WHAT IS BEING ASKED »
Where the records below have a line with "tree", that line is to be copied.

==========

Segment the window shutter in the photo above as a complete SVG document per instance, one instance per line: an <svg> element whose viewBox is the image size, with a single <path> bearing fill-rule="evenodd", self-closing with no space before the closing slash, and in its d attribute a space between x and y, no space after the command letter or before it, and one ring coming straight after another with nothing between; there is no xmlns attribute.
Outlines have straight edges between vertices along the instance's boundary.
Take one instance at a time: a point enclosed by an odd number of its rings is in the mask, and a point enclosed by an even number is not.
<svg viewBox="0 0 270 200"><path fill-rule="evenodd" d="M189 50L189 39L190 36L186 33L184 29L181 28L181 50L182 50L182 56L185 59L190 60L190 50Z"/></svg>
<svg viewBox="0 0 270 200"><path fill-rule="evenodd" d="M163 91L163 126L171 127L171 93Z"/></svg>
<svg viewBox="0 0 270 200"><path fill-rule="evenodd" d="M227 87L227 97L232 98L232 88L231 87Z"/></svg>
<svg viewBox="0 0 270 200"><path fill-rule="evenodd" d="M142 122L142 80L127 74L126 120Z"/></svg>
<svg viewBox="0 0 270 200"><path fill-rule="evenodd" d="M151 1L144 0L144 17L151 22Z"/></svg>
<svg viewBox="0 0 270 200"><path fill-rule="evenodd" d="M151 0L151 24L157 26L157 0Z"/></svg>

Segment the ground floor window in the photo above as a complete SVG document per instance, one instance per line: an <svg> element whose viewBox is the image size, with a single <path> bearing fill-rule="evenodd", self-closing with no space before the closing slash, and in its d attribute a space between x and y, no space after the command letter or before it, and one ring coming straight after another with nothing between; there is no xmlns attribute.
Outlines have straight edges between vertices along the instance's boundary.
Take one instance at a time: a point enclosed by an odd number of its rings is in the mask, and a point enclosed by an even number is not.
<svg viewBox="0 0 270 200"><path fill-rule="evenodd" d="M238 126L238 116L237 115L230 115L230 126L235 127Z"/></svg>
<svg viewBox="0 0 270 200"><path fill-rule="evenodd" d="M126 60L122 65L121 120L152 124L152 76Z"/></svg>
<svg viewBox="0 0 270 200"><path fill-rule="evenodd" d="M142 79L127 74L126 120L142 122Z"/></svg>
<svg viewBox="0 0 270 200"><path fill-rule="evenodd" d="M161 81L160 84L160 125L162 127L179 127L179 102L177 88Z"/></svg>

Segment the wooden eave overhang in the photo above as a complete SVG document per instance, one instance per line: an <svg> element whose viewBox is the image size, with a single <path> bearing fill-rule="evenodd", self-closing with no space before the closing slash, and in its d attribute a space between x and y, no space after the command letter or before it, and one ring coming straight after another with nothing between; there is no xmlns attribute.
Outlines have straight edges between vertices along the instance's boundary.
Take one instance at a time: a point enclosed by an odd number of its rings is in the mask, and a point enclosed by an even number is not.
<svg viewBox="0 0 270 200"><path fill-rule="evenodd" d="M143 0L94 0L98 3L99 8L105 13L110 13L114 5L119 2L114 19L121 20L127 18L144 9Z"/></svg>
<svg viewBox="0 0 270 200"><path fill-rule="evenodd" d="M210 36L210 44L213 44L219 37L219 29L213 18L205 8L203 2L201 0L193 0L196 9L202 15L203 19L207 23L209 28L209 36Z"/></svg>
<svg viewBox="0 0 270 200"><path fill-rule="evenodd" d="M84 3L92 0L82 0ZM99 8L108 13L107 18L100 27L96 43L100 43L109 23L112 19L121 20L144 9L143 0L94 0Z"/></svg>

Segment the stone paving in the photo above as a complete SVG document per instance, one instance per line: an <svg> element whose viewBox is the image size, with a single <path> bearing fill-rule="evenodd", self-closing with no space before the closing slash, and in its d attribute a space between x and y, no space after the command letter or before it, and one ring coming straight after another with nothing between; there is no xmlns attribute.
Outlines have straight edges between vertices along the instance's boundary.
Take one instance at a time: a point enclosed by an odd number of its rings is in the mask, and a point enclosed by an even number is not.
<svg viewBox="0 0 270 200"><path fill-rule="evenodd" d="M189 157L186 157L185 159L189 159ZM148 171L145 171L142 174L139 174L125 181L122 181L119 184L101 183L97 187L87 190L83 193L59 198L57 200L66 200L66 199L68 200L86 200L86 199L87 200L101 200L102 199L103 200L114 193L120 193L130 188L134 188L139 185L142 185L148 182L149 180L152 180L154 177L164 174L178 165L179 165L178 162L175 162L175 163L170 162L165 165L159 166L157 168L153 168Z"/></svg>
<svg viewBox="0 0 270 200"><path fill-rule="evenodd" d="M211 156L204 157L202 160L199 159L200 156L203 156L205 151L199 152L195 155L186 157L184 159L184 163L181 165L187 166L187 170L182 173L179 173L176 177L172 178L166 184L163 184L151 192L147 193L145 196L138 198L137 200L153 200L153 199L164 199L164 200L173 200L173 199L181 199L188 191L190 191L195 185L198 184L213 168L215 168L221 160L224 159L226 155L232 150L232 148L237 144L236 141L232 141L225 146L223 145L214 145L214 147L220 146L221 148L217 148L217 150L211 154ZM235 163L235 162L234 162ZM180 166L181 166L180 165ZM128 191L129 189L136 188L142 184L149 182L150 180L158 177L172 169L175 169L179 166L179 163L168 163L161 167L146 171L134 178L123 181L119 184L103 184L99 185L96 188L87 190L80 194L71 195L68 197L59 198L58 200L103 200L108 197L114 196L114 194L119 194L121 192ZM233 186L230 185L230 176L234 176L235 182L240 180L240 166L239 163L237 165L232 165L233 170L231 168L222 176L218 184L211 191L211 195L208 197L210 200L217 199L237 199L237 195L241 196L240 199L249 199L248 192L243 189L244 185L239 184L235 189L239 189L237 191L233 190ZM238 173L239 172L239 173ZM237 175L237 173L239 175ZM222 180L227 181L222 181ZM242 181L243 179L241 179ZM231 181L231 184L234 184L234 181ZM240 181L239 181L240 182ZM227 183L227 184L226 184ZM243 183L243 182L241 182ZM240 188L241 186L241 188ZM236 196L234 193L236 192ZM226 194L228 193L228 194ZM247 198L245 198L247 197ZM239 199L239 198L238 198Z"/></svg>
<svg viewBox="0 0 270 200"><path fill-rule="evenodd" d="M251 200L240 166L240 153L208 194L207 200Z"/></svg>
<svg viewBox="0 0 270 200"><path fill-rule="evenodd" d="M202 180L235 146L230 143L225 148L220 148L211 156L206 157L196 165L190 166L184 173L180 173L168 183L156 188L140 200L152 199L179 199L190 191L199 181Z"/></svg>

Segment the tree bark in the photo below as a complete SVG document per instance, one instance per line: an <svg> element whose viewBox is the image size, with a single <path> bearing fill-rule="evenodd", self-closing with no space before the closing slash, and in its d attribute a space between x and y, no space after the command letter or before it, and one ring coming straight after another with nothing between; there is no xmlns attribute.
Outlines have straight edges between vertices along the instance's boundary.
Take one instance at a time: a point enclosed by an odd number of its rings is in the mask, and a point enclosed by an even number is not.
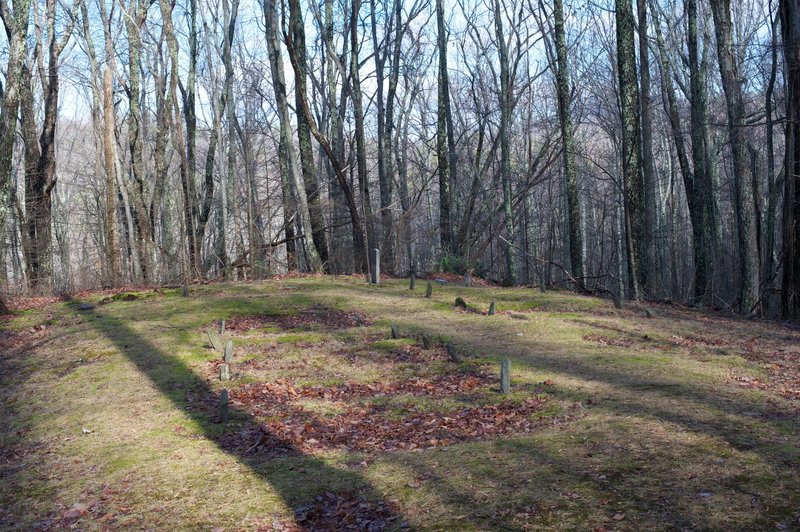
<svg viewBox="0 0 800 532"><path fill-rule="evenodd" d="M561 122L561 142L564 158L564 185L567 192L567 233L569 235L569 258L572 276L578 288L584 288L583 280L583 235L581 234L581 210L578 197L578 179L575 171L575 140L570 103L570 76L567 60L567 41L564 31L563 0L554 0L553 17L556 46L556 90L558 114Z"/></svg>
<svg viewBox="0 0 800 532"><path fill-rule="evenodd" d="M353 8L350 13L350 87L353 99L353 117L355 121L356 136L356 165L358 172L358 186L361 189L361 205L364 212L364 221L367 224L367 245L364 254L366 264L364 268L370 271L369 249L377 246L378 241L375 235L375 224L372 217L372 201L369 194L369 179L367 176L367 153L366 139L364 135L364 107L361 95L361 74L359 73L358 62L358 14L361 7L361 0L353 0Z"/></svg>
<svg viewBox="0 0 800 532"><path fill-rule="evenodd" d="M501 243L506 262L503 284L514 286L517 260L514 248L514 213L511 210L511 80L500 0L494 0L494 29L497 54L500 60L500 94L498 95L500 104L500 183L503 187L503 226L506 233Z"/></svg>
<svg viewBox="0 0 800 532"><path fill-rule="evenodd" d="M628 257L628 289L641 298L639 258L642 252L643 184L639 162L639 103L636 83L636 51L631 0L616 0L617 75L622 118L622 187L624 194L625 246Z"/></svg>
<svg viewBox="0 0 800 532"><path fill-rule="evenodd" d="M641 117L641 165L644 215L639 246L641 288L653 295L655 290L655 225L656 172L653 157L653 113L650 97L650 42L648 35L647 0L636 0L639 19L639 87Z"/></svg>
<svg viewBox="0 0 800 532"><path fill-rule="evenodd" d="M8 194L14 157L14 138L17 133L22 67L28 55L28 17L30 0L13 0L13 12L9 13L5 0L3 24L8 36L8 62L6 67L3 101L0 108L0 236L5 231Z"/></svg>
<svg viewBox="0 0 800 532"><path fill-rule="evenodd" d="M297 66L299 69L294 84L295 106L299 109L302 95L307 94L306 32L305 23L303 22L303 10L298 6L293 13L295 18L292 24L292 40L297 53ZM323 267L327 268L328 239L325 235L325 219L322 216L320 187L316 168L314 167L314 148L311 145L311 130L308 120L301 112L297 113L297 140L300 147L300 168L303 172L303 186L308 198L308 211L311 217L315 253L319 255L319 260L322 262Z"/></svg>
<svg viewBox="0 0 800 532"><path fill-rule="evenodd" d="M299 9L297 0L290 0L289 2L289 34L293 32L291 27L294 24L294 12ZM306 197L305 188L301 185L300 170L297 167L297 156L292 143L291 134L291 121L289 118L289 105L286 98L286 81L283 73L283 59L280 53L280 41L278 39L278 30L276 27L277 12L275 10L274 0L265 0L264 2L264 31L267 38L267 50L270 61L270 71L272 72L272 86L275 92L275 100L278 105L278 118L280 121L280 134L281 141L285 144L286 149L286 164L287 164L287 177L289 187L294 196L297 205L297 214L300 217L300 226L303 231L303 241L308 251L309 264L308 267L313 272L322 271L322 262L320 261L319 254L316 252L314 246L313 230L311 228L311 215L308 212L308 199ZM290 50L290 54L294 54L294 50ZM294 57L292 57L294 64ZM305 96L303 96L305 101ZM298 109L298 112L301 112Z"/></svg>
<svg viewBox="0 0 800 532"><path fill-rule="evenodd" d="M451 218L451 182L455 170L451 162L455 157L451 150L452 120L450 117L450 81L447 72L447 30L444 26L443 0L436 0L436 45L439 56L438 104L436 112L436 164L439 176L439 234L442 255L454 252Z"/></svg>
<svg viewBox="0 0 800 532"><path fill-rule="evenodd" d="M734 51L730 0L711 0L717 37L717 59L725 93L728 135L733 158L734 204L739 242L739 312L750 314L759 302L759 253L753 182L747 174L747 139L739 64Z"/></svg>
<svg viewBox="0 0 800 532"><path fill-rule="evenodd" d="M786 76L781 310L786 319L800 321L800 7L781 0L779 9Z"/></svg>

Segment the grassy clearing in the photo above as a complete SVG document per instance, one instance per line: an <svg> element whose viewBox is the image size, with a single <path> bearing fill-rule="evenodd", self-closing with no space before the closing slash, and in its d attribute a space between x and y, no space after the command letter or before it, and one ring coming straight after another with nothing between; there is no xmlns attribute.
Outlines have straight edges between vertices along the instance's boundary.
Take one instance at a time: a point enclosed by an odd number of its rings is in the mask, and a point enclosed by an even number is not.
<svg viewBox="0 0 800 532"><path fill-rule="evenodd" d="M427 300L424 286L351 277L179 292L91 311L55 304L0 325L1 528L269 529L326 492L387 501L392 526L432 530L800 528L796 330L666 306L647 319L524 289L435 286ZM478 312L454 309L456 297ZM498 314L481 314L491 301ZM234 399L269 384L328 393L287 403L310 422L446 416L506 398L483 383L438 395L361 387L496 375L510 357L509 401L543 402L535 430L416 452L232 445L283 413L234 401L231 421L214 423L220 355L205 331L320 308L369 322L229 331ZM462 364L447 361L446 342ZM351 395L335 395L342 387Z"/></svg>

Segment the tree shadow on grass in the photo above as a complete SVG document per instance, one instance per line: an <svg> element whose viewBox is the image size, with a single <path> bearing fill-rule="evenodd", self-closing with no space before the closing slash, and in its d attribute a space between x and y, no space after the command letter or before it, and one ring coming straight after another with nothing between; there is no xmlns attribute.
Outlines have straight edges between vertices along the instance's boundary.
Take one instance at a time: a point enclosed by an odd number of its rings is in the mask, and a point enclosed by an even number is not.
<svg viewBox="0 0 800 532"><path fill-rule="evenodd" d="M402 294L392 293L382 296L403 297ZM497 318L493 319L493 326L503 326ZM401 330L410 331L412 335L441 336L429 323L420 323L414 317L397 317L394 321ZM764 434L750 434L745 428L775 432L788 430L795 437L800 434L800 407L791 405L789 401L773 401L768 396L760 397L749 393L749 390L726 387L723 383L698 381L696 376L689 376L687 380L680 372L667 371L655 359L650 365L640 365L633 359L628 361L624 358L637 354L630 349L602 353L608 362L595 358L593 355L598 354L595 350L587 352L579 348L567 353L563 345L545 341L541 337L533 340L521 338L519 345L507 351L502 347L498 350L495 343L498 334L504 333L501 330L483 330L479 324L470 324L469 329L461 331L458 336L455 332L449 336L454 337L459 345L468 347L471 353L487 353L486 357L498 361L511 356L514 365L520 364L534 372L551 372L556 378L560 375L608 386L613 397L609 398L607 407L616 413L644 415L676 423L693 432L724 438L740 450L764 453L772 459L774 456L766 453L773 442ZM637 334L641 339L641 333ZM511 332L508 332L508 338L513 338ZM614 358L618 356L620 359L615 362ZM586 394L577 389L562 388L557 395L567 401L576 401ZM795 456L800 456L800 450ZM793 465L798 467L800 463L795 461Z"/></svg>
<svg viewBox="0 0 800 532"><path fill-rule="evenodd" d="M77 315L81 315L77 311L80 304L80 301L72 301L68 306L76 310ZM218 423L216 406L209 408L208 404L187 402L187 392L196 397L214 397L217 401L218 394L183 361L159 349L124 320L104 316L84 321L113 343L177 409L191 417L208 441L268 482L286 506L295 510L296 515L304 516L301 517L306 519L303 526L312 530L331 526L341 530L381 530L384 525L397 527L405 522L399 511L387 503L362 475L334 468L320 458L304 453L278 435L266 436L280 447L285 457L265 458L262 454L249 452L241 446L230 445L230 439L243 427L259 424L249 412L231 405L227 423ZM287 469L291 471L287 473ZM333 492L336 498L330 499L330 495L327 495L314 499L326 492ZM342 498L338 498L337 492L342 494ZM356 497L358 500L344 500L347 497ZM373 508L374 512L370 514L369 508L365 511L363 507L360 514L346 511L361 502ZM324 507L328 504L336 508L328 512Z"/></svg>

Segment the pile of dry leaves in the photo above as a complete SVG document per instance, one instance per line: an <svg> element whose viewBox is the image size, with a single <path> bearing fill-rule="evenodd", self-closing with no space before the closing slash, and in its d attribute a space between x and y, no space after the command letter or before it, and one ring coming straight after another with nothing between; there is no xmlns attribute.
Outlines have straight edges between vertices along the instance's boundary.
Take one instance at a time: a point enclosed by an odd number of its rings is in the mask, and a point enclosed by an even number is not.
<svg viewBox="0 0 800 532"><path fill-rule="evenodd" d="M386 501L370 501L345 492L325 493L295 511L294 520L276 521L273 530L316 532L329 530L379 532L396 526L398 512ZM403 524L401 528L405 528Z"/></svg>
<svg viewBox="0 0 800 532"><path fill-rule="evenodd" d="M321 417L278 397L266 394L258 402L248 404L240 402L239 394L232 393L231 404L268 421L247 426L226 444L268 455L333 449L362 452L427 449L530 432L538 423L534 414L545 404L541 398L529 398L521 403L503 401L441 412L422 410L409 401L403 405L403 416L399 418L396 412L380 405L354 404L341 414Z"/></svg>
<svg viewBox="0 0 800 532"><path fill-rule="evenodd" d="M614 347L630 347L633 342L626 338L612 338L602 334L586 334L583 339L587 342L594 342L600 345L610 345Z"/></svg>
<svg viewBox="0 0 800 532"><path fill-rule="evenodd" d="M347 329L349 327L367 327L372 323L373 319L370 316L357 310L342 312L315 305L298 314L236 316L226 320L225 328L230 331L248 331L270 326L280 329L299 329L319 325L327 329Z"/></svg>

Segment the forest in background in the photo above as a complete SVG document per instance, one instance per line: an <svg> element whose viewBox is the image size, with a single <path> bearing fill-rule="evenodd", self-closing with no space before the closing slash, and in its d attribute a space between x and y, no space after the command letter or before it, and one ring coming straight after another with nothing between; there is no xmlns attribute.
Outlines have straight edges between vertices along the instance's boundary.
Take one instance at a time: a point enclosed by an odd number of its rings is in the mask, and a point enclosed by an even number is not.
<svg viewBox="0 0 800 532"><path fill-rule="evenodd" d="M800 318L792 0L2 0L6 294L476 275Z"/></svg>

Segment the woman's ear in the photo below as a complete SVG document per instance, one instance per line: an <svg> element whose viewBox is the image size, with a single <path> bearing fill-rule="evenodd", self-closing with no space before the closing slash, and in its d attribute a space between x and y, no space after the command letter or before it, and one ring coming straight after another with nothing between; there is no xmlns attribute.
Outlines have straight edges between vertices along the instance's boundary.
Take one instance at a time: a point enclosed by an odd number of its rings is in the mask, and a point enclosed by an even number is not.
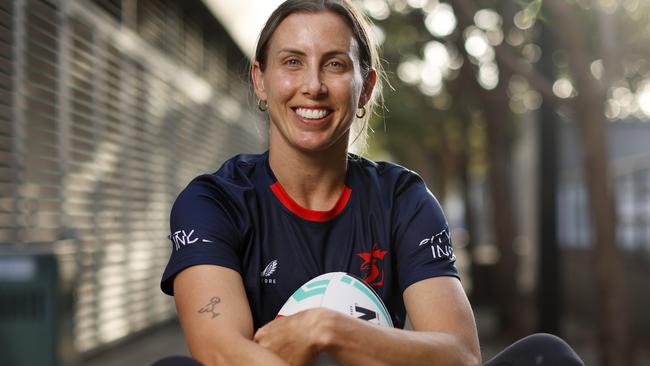
<svg viewBox="0 0 650 366"><path fill-rule="evenodd" d="M259 100L267 100L266 89L264 88L264 72L258 61L255 61L251 68L251 79L253 80L253 89Z"/></svg>
<svg viewBox="0 0 650 366"><path fill-rule="evenodd" d="M375 69L370 69L368 76L363 81L363 90L361 90L361 96L359 97L359 108L368 103L370 97L372 97L372 91L375 89L376 83L377 71L375 71Z"/></svg>

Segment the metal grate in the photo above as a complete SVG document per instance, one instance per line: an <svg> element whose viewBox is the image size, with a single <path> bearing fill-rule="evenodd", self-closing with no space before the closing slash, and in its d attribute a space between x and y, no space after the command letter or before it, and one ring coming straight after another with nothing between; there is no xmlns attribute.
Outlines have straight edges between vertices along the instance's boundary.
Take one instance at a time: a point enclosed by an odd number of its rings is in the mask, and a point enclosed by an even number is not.
<svg viewBox="0 0 650 366"><path fill-rule="evenodd" d="M63 300L57 278L52 253L0 253L1 365L62 364L56 353L58 305Z"/></svg>
<svg viewBox="0 0 650 366"><path fill-rule="evenodd" d="M0 286L0 321L42 321L45 318L45 291Z"/></svg>
<svg viewBox="0 0 650 366"><path fill-rule="evenodd" d="M133 1L137 0L127 0L125 2L130 3ZM92 2L118 22L122 20L122 0L92 0Z"/></svg>
<svg viewBox="0 0 650 366"><path fill-rule="evenodd" d="M11 2L0 2L0 242L14 240L12 109L14 25Z"/></svg>
<svg viewBox="0 0 650 366"><path fill-rule="evenodd" d="M245 58L207 14L199 0L0 2L0 249L57 253L81 353L174 316L158 287L174 198L266 146Z"/></svg>

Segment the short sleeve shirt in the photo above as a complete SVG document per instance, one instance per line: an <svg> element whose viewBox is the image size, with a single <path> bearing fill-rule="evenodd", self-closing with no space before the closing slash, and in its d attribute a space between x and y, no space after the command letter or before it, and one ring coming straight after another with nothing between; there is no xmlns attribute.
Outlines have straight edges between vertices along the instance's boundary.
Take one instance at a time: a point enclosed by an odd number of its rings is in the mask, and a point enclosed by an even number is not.
<svg viewBox="0 0 650 366"><path fill-rule="evenodd" d="M268 152L238 155L192 180L170 219L171 256L161 281L212 264L238 271L255 329L273 320L308 280L328 272L363 279L404 326L402 292L436 276L455 276L443 211L414 172L350 155L345 187L329 211L301 207L275 179Z"/></svg>

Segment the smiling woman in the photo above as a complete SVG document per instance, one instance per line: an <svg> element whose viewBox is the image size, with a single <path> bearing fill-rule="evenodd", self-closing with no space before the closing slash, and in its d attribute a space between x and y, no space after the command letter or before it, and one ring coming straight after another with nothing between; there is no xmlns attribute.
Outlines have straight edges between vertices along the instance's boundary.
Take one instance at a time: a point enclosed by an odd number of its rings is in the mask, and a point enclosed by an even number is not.
<svg viewBox="0 0 650 366"><path fill-rule="evenodd" d="M333 12L292 14L265 49L252 78L268 105L271 166L276 152L286 157L294 149L345 156L354 116L365 108L376 80L372 69L365 71L366 80L362 76L351 29Z"/></svg>
<svg viewBox="0 0 650 366"><path fill-rule="evenodd" d="M324 14L324 17L315 16L324 10L327 10L326 13L328 13ZM291 19L288 19L287 22L284 21L294 13L301 13L302 16L290 17ZM309 18L318 19L312 23ZM280 25L282 26L280 27ZM320 27L320 29L316 29L316 27ZM341 29L344 34L335 34L331 32L331 29ZM302 30L302 32L295 35L290 34L295 30ZM297 87L297 82L303 82L303 87L308 87L305 82L315 83L311 85L312 88L316 88L312 91L319 94L317 98L321 99L325 95L324 88L329 87L330 83L334 90L329 94L339 98L345 97L340 95L341 89L353 87L355 90L352 92L362 92L363 95L360 100L358 96L352 98L355 102L358 100L358 105L346 108L352 110L357 107L361 108L358 113L355 113L359 119L357 126L352 126L355 135L351 140L347 138L349 136L346 136L346 140L348 143L357 142L358 145L363 145L367 135L368 119L372 114L367 111L372 112L377 101L381 99L382 71L379 52L377 42L373 39L373 33L370 30L367 18L347 2L325 2L325 5L323 2L317 1L283 3L271 15L262 29L255 50L251 76L261 103L266 105L267 96L264 84L257 82L260 74L282 77L278 75L278 72L291 70L293 71L291 73L293 87ZM333 48L327 50L324 48L326 46ZM311 59L307 59L308 54ZM279 59L282 57L284 59ZM315 57L321 59L315 59ZM307 62L311 62L311 64ZM279 63L284 63L286 68L279 68ZM271 67L270 73L266 72L267 67ZM314 73L314 70L322 71L322 73ZM302 71L302 73L298 75L298 71ZM312 72L311 76L315 76L315 78L305 80L304 77L310 76L309 72ZM287 73L284 75L288 76ZM303 79L297 80L299 76ZM286 78L284 80L289 81ZM354 84L351 84L351 81ZM310 102L305 108L298 106L293 110L308 119L323 118L329 114L328 112L334 112L331 109L318 107L317 104ZM339 115L340 112L347 112L349 115L349 111L336 112L339 112ZM274 122L274 112L270 113L271 121ZM278 116L276 115L276 117Z"/></svg>
<svg viewBox="0 0 650 366"><path fill-rule="evenodd" d="M348 151L378 95L369 35L348 0L288 0L262 30L251 79L269 151L197 177L171 213L195 244L173 246L161 287L201 363L479 364L438 201L416 173ZM329 272L365 281L395 328L327 308L277 317Z"/></svg>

==========

RESULT »
Segment the tree bark in the photo below as a complete SVG document per instance, one instance per line: an <svg> element whose viewBox is the image size, with a single <path> bearing fill-rule="evenodd", self-closing with no space before the closing slash, and in its d attribute a space between x and y, no space after the command letter or before it, and one ring coming straight after another with nothing between; there is no xmlns attribute.
Segment the tree shadow on grass in the photo above as a complete SVG document per instance, one instance per line: an <svg> element whose viewBox is the image size, with a single <path> bearing fill-rule="evenodd", self-closing with no space before the closing slash, and in its d attribute a space between x and y, no space after the command letter or before it, and one ring coming straight after another with nothing between; there is no xmlns attribute.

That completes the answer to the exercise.